## Start Text provided
Monday, April 23, 2012

Iron Maiden and Coleridge: Exploring Adaptation through Narrative Perspective


As a major Iron Maiden fan, I was a bit disappointed by Dr. T highlighting the very adaptation of Coleridge’s “Rime of the Ancient Mariner” that I hoped to draw the class’s attention to. Still, Dr. T refrained from going into a detailed analysis of the connections between the song and the poem – connections I plan to freely explore in this blog.
                Primarily, I would like to complicate Dr. T’s claim that Coleridge’s narrative is primarily first person, while Iron Maiden’s version is told in third person. Coleridge does, in fact, write the Mariner’s tale in first person in his poem. However, one must also remain aware of the fact that in both works, the story is being relayed to the audience by a third party who is neither the “Ancient Mariner” telling the tale nor the wedding guest(s) listening to it. Though the Mariner’s tale is told in first person in Coleridge’s poem, the Mariner’s words are actually being quoted and relayed by another guest at the wedding.  In the first part, Coleridge establishes this by writing, “The Wedding-Guest sat on a stone:/ He cannot choose but hear; / And thus spake on that ancient man, / The bright-eyed Mariner” (20-23). The narrative that follows, though told in first person, does not come from the same voice that opens (and closes) the poem.  Ostensibly, Coleridge writes “Rime of the Ancient Mariner” in the first-person, but having the narrator of the poem be a separate character from that of the Mariner complicates the traditional first person perspective.  The Mariner does not directly relate his story to the audience, as traditionally occurs, but instead has his story related to the audience through a third party.
## End Text provided
§ **What is asked**
1. Copy the blog post on Iron Maiden and Coleridge word for word, from "As a major Iron" up to and including "in this blog.".
2. Check each statement against the blog post on Iron Maiden and Coleridge. Answer yes or no for each, and quote the words from the post that decide it.
(a) The writer is a big fan of Iron Maiden.
(b) Dr. T went through the links between the song and the poem in detail.
(c) In Coleridge's poem, the Mariner tells his story straight to the audience.
3. Carry on the blog post on Iron Maiden and Coleridge with the next part, beginning after its last sentence.
## Start Provided records
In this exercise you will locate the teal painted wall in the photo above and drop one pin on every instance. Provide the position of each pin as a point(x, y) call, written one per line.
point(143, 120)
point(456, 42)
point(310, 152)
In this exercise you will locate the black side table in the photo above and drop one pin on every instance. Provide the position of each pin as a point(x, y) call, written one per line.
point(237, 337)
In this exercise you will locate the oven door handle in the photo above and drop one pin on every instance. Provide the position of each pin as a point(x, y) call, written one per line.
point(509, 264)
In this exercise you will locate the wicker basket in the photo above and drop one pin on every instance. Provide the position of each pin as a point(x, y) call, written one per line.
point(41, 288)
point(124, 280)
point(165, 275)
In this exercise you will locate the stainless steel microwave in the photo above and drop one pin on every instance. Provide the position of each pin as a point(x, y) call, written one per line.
## End Provided records
## Start Provided records
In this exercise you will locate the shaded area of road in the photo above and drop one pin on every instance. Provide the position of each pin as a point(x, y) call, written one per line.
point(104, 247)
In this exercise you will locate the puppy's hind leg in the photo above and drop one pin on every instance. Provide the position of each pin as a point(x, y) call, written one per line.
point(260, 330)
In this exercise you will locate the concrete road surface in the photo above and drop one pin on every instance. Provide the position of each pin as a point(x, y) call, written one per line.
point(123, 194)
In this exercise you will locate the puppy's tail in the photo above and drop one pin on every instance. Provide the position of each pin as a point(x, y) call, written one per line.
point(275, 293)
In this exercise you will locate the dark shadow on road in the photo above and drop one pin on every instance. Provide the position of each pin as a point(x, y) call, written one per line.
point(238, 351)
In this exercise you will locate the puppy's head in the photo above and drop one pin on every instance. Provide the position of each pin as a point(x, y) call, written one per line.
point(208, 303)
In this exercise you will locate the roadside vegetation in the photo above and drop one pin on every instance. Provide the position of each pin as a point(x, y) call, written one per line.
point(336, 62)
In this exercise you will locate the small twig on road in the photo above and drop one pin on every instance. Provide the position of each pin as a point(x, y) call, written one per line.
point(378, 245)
## End Provided records
## Start Provided records
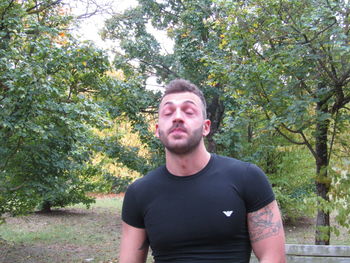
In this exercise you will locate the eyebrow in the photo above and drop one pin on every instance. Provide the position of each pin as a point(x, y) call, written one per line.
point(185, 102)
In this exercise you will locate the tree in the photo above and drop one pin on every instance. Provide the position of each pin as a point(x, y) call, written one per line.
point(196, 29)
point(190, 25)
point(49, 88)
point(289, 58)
## End Provided records
§ **Responses by task**
1.
As a major Iron Maiden fan, I was a bit disappointed by Dr. T highlighting the very adaptation of Coleridge’s “Rime of the Ancient Mariner” that I hoped to draw the class’s attention to. Still, Dr. T refrained from going into a detailed analysis of the connections between the song and the poem – connections I plan to freely explore in this blog.

2.
(a) Yes: "As a major Iron Maiden fan"
(b) No: "Dr. T refrained from going into a detailed analysis of the connections between the song and the poem"
(c) No: "The Mariner does not directly relate his story to the audience, as traditionally occurs, but instead has his story related to the audience through a third party."

3.
                Similarly, the Iron Maiden version of the poem also tells the tale of the Ancient Mariner through a mediator – a mediator who, similarly to Coleridge’s version, is not the Mariner’s primary audience. Iron Maiden writes, “And the music plays on, as the bride passes by / Caught by his spell and / the Mariner tells his tale.”  Just like Coleridge’s version, Iron Maiden has transferred the Mariner’s tale to a larger audience.
                An important difference exists between the two texts, however: Coleridge’s narrator simply relates the events of the wedding night and the Mariner’s tale to the audience, while Iron Maiden commands the audience to listen. Compare Coleridge’s above introduction of the Mariner’s story to Iron Maiden’s: “Hear the rime of the Ancient Mariner / See his eye as he stops one of three / Mesmerises one of the wedding guests / Stay here and listen to the nightmares / of the Sea”.  In Coleridge’s introduction, he does not command the audience to listen. He simply notes that the wedding guest “cannot choose but hear”. The narrator relates the Mariner’s story to the audience, but he does not directly comment upon it. Iron Maiden, on the other hand, implores the audience to listen. They command the audience to “Hear the rime of the Ancient Mariner” and to “Stay here and listen to the nightmares of the Sea”. Iron Maiden wishes to educate the audience; Coleridge simply wishes to relate a story.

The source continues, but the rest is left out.